• [Dataset records]:
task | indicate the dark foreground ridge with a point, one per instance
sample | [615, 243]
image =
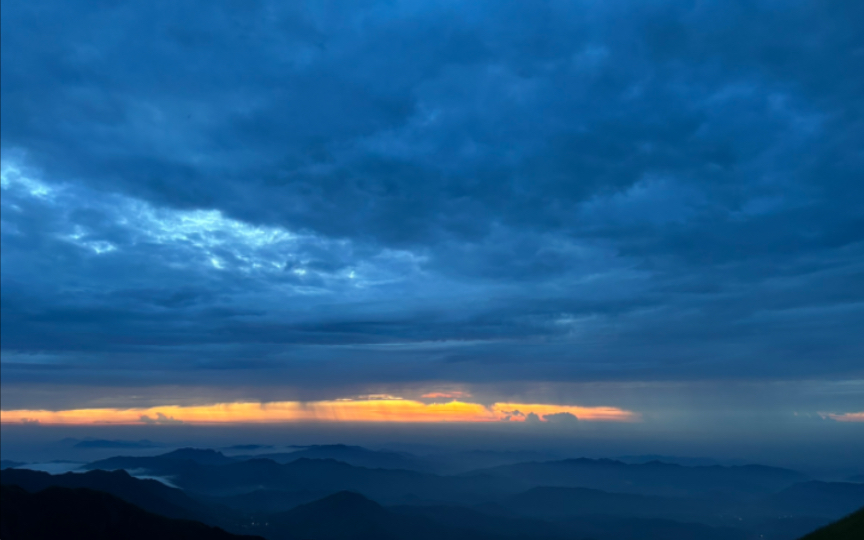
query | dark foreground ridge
[71, 514]
[849, 528]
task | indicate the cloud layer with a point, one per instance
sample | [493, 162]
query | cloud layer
[329, 196]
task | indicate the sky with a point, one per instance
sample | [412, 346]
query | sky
[642, 212]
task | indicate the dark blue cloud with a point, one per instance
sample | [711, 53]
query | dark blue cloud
[418, 191]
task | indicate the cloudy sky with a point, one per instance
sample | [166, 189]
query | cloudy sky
[645, 205]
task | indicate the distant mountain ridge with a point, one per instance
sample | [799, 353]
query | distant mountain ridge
[849, 528]
[652, 478]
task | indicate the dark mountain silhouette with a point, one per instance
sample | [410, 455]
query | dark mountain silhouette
[829, 499]
[248, 447]
[351, 516]
[653, 478]
[317, 475]
[150, 495]
[266, 500]
[353, 455]
[201, 456]
[563, 502]
[65, 513]
[461, 462]
[849, 528]
[163, 463]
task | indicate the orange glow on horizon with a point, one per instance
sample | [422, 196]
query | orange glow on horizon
[343, 410]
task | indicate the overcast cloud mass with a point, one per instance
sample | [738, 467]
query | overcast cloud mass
[287, 200]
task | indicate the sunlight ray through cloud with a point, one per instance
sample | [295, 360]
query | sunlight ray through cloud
[369, 409]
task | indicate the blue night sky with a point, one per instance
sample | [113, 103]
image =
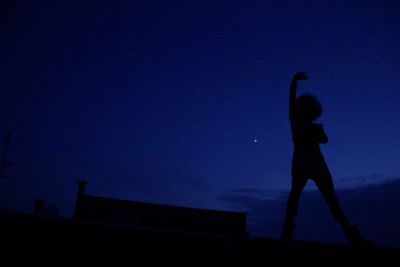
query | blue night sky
[186, 103]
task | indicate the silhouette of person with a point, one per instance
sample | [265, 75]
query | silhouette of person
[309, 163]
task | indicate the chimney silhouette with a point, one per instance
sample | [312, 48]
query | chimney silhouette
[80, 195]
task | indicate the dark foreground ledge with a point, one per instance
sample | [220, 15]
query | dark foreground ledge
[36, 241]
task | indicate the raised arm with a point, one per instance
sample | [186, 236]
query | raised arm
[300, 76]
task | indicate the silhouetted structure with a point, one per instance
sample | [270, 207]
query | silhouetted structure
[140, 214]
[38, 205]
[29, 240]
[309, 163]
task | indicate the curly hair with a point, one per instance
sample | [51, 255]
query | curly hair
[308, 107]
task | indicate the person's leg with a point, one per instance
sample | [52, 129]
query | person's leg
[298, 183]
[325, 186]
[352, 232]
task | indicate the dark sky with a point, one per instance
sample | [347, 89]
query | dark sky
[185, 102]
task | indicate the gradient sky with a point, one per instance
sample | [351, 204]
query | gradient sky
[185, 102]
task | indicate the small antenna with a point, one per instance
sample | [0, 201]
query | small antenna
[5, 163]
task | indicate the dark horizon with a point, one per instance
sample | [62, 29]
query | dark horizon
[185, 103]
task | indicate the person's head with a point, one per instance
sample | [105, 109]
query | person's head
[308, 107]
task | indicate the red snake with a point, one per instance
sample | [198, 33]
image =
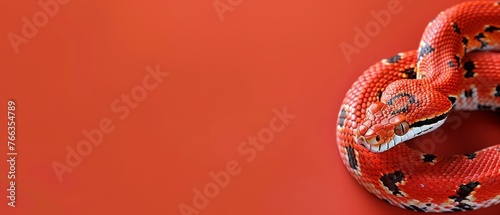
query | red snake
[410, 94]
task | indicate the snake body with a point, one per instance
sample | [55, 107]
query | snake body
[410, 94]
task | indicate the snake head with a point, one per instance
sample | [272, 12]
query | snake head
[380, 127]
[405, 110]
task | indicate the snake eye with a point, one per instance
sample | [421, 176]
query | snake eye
[402, 128]
[374, 140]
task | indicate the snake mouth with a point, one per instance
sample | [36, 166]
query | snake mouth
[416, 129]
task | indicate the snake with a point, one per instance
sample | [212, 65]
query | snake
[455, 68]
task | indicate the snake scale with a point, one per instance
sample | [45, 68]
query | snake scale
[410, 94]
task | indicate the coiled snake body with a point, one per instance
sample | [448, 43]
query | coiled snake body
[411, 94]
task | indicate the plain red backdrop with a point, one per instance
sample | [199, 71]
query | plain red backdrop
[226, 77]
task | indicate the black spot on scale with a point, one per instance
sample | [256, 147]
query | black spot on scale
[471, 156]
[462, 207]
[490, 29]
[341, 118]
[353, 163]
[389, 181]
[469, 67]
[465, 41]
[410, 73]
[464, 191]
[429, 158]
[452, 99]
[379, 95]
[468, 93]
[414, 208]
[479, 38]
[451, 64]
[393, 59]
[483, 107]
[455, 28]
[423, 50]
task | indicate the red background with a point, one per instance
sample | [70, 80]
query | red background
[225, 79]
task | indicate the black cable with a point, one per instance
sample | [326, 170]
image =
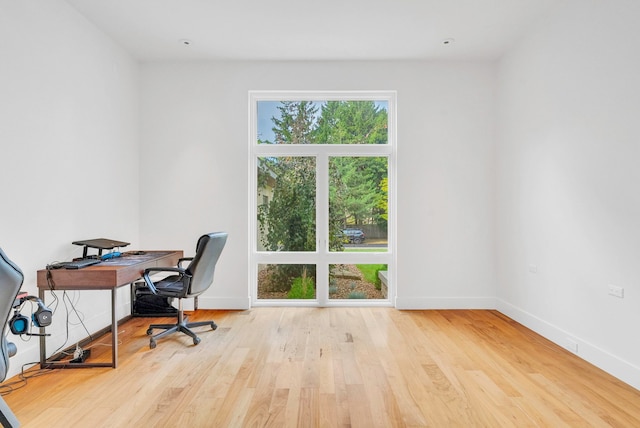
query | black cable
[8, 388]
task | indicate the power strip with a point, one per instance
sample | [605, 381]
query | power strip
[81, 356]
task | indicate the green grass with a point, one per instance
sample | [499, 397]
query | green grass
[370, 272]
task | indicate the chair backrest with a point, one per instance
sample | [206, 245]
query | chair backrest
[11, 278]
[203, 265]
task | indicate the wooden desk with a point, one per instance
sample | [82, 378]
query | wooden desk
[108, 275]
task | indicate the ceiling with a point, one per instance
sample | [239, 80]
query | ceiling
[314, 30]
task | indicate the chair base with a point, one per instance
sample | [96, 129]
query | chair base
[182, 326]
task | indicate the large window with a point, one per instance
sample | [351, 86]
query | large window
[322, 200]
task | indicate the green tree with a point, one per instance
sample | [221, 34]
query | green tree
[288, 220]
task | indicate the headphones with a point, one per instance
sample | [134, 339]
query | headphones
[19, 324]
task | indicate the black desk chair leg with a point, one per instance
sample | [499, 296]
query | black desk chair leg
[181, 326]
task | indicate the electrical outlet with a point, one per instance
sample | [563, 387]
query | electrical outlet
[616, 291]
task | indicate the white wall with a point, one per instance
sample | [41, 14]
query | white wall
[567, 180]
[68, 138]
[194, 163]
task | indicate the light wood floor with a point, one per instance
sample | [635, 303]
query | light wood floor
[337, 367]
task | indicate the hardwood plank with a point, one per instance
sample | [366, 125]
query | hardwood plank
[332, 367]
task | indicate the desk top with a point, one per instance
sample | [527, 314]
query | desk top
[108, 274]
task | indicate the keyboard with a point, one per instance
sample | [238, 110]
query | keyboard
[79, 264]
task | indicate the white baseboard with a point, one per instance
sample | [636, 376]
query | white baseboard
[445, 303]
[600, 358]
[224, 303]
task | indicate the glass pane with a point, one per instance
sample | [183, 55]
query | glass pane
[286, 203]
[280, 281]
[358, 204]
[322, 122]
[358, 281]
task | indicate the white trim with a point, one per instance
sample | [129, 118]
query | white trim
[224, 303]
[427, 303]
[623, 370]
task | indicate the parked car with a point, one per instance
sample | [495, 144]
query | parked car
[354, 236]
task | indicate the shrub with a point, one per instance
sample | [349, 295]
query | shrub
[302, 288]
[357, 295]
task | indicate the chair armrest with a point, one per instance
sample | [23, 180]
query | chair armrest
[184, 259]
[149, 271]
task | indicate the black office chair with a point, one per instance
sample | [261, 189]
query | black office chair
[187, 282]
[11, 278]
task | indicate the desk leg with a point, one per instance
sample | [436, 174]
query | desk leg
[43, 341]
[114, 330]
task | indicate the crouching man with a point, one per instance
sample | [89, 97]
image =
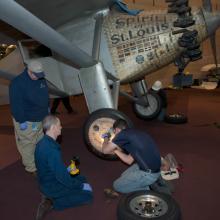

• [Work required]:
Transcribe all records verbatim and omit each image.

• [Response for this exercise]:
task | indicate the dark foreground ridge with a point, one per instance
sample | [615, 243]
image =
query | dark foreground ridge
[71, 514]
[849, 528]
task | indicate the cloud layer with a point, one per instance
sample | [493, 162]
query | cloud layer
[329, 196]
task | indicate the sky with a point, one per instance
sample | [412, 346]
query | sky
[642, 212]
task | indicate the dark blue cloud with a point, one per instance
sample | [711, 53]
query | dark blue cloud
[418, 191]
task | indicate the cloudy sky with a point, one per instance
sample | [166, 189]
query | cloudy sky
[645, 205]
task | indicate the distant mountain ridge with a point, one per instance
sample | [799, 353]
query | distant mountain ridge
[849, 528]
[652, 478]
task | indicate the dark mountain silhouette with a point, one per instance
sample | [410, 455]
query | dark mountain silhouette
[829, 499]
[248, 447]
[351, 516]
[653, 478]
[317, 475]
[150, 495]
[266, 500]
[353, 455]
[201, 456]
[563, 502]
[65, 513]
[461, 462]
[849, 528]
[163, 463]
task | indicate the orange glow on horizon with a point, one per instance
sample | [422, 196]
query | orange glow on horizon
[343, 410]
task | indicate the overcast cloud mass with a point, one per instance
sample | [738, 467]
query | overcast cloud mass
[287, 200]
task | indicate the sunlight ray through cloud with a point, one per instance
sample | [295, 360]
query | sunlight ray through cloud
[369, 409]
task | indicate the blue night sky with a point, one per instance
sample | [113, 103]
image =
query | blue night sky
[186, 103]
task | indicate the silhouette of person with a point, one per instance
sample | [265, 75]
query | silhouette of person
[309, 163]
task | indicate the chimney silhouette with a point, one per instance
sample | [312, 48]
query | chimney silhouette
[80, 195]
task | indicate the dark foreground ledge with a point, one per instance
sample | [220, 15]
query | dark foreground ledge
[36, 241]
task | indicate the raised arm with a point, one per instance
sample | [186, 236]
query | raised arm
[300, 76]
task | indicate the silhouetted structure with a point, one per instance
sample | [270, 207]
query | silhouetted structure
[140, 214]
[38, 205]
[29, 240]
[309, 163]
task | indicate the curly hair with a point, one per instance
sample | [51, 255]
query | curly hair
[308, 107]
task | indicate the person's leg with a point, one per instance
sample | [52, 129]
query | person's leg
[298, 183]
[325, 186]
[352, 232]
task | indicate the dark sky with a point, one per instance
sample | [347, 89]
query | dark sky
[185, 102]
task | indicate the gradient sky with a point, one per instance
sample | [351, 204]
query | gradient sky
[185, 102]
task | indicate the small antenna with a point, one per instance
sample | [0, 201]
query | small antenna
[5, 163]
task | indicate the dark horizon with a point, one per instance
sample | [62, 29]
query | dark horizon
[185, 103]
task | indicate the person's head with a point, one per instance
sample | [105, 109]
query | person's head
[308, 107]
task | indicate the red snake with a point, one per instance
sample | [198, 33]
image =
query | red snake
[410, 94]
task | indicate the snake body with a point, one per instance
sample | [55, 107]
query | snake body
[410, 94]
task | indicate the snake head with a point, one per instance
sample | [272, 12]
query | snake head
[380, 127]
[405, 110]
task | indicate the snake eye with a point, one per instance
sample | [421, 176]
query | snake eye
[402, 128]
[374, 140]
task | indicate the snake mouth with a point, one per instance
sample | [36, 166]
query | snake mouth
[416, 129]
task | indicate the snake with a point, one per instance
sample | [212, 65]
query | snake
[455, 68]
task | indicate the snake scale with a point, one per instance
sample | [45, 68]
query | snake scale
[410, 94]
task | indicate the coiled snake body with a point, one per instance
sample | [448, 43]
query | coiled snake body
[411, 94]
task | indicate the plain red backdrop with a point, one per instance
sample | [199, 71]
query | plain red backdrop
[226, 77]
task | indicate the black spot on scale with a point, one per instance
sample | [256, 147]
query | black spot on scale
[471, 156]
[462, 207]
[490, 29]
[341, 118]
[353, 163]
[389, 181]
[469, 67]
[465, 41]
[410, 73]
[464, 191]
[429, 158]
[452, 99]
[379, 95]
[468, 93]
[414, 208]
[479, 38]
[451, 64]
[393, 59]
[483, 107]
[455, 28]
[423, 50]
task | indicate the red background with a point, one per instance
sample | [70, 80]
query | red background
[225, 79]
task | indicate the black cable with a point, one per instance
sample | [326, 170]
image =
query | black cable
[8, 388]
task | indicate the power strip with a point, one per instance
sample | [605, 381]
query | power strip
[81, 356]
task | indicate the green grass with a point, one per instance
sample | [499, 397]
query | green grass
[370, 272]
task | indicate the chair backrest with a point, one per instance
sample | [206, 245]
query | chair backrest
[11, 278]
[203, 265]
task | indicate the wooden desk with a point, one per instance
sample | [82, 378]
query | wooden desk
[108, 275]
task | indicate the ceiling with a point, one per instance
sample | [239, 80]
query | ceiling
[314, 30]
task | indicate the chair base with a point, one per instance
sample | [96, 129]
query | chair base
[182, 326]
task | indicate the large window with a point, one per instance
sample | [351, 86]
query | large window
[322, 200]
task | indicate the green tree with a point, one per instance
sample | [221, 34]
query | green tree
[288, 220]
task | indicate the headphones with a point, one per instance
sample | [134, 339]
query | headphones
[19, 324]
task | indicate the black desk chair leg with a point, one per instance
sample | [499, 296]
query | black desk chair leg
[181, 326]
task | indicate the electrical outlet with a point, one per instance
sample | [563, 387]
query | electrical outlet
[616, 291]
task | indicate the white wall with a point, one per instance
sample | [41, 14]
query | white wall
[567, 180]
[68, 138]
[194, 163]
task | indicate the light wood floor with a point, one per instance
sample | [635, 303]
query | light wood floor
[337, 367]
task | indicate the hardwood plank with a point, one per instance
sample | [366, 125]
query | hardwood plank
[332, 367]
task | indicate the desk top with a point, one per instance
sample | [527, 314]
query | desk top
[108, 274]
task | indicate the keyboard with a point, one per instance
sample | [238, 110]
query | keyboard
[79, 264]
task | indicate the white baseboard with a point, one per instance
sample | [636, 376]
query | white baseboard
[445, 303]
[600, 358]
[224, 303]
task | indicate the glass pane with a point, one per instance
sample | [183, 55]
query | glass pane
[286, 203]
[280, 281]
[358, 204]
[322, 122]
[358, 281]
task | indicate the white trim with a point, one per instance
sample | [129, 118]
query | white trim
[224, 303]
[427, 303]
[623, 370]
task | indicate the parked car with a point, one per instance
sample | [495, 144]
query | parked car
[354, 236]
task | indicate the shrub with a point, one per instance
sample | [349, 295]
query | shrub
[302, 288]
[357, 295]
task | indicate the chair armrest with a point, one per instance
sample | [23, 180]
query | chair armrest
[184, 259]
[149, 271]
task | indicate the black office chair with a point, one per instance
sample | [261, 189]
query | black office chair
[187, 282]
[11, 278]
task | indicate the desk leg with a point, one per instance
sample | [436, 174]
query | desk leg
[43, 341]
[114, 330]
task | indicate the crouching man with a point, one per instance
sample | [89, 97]
image =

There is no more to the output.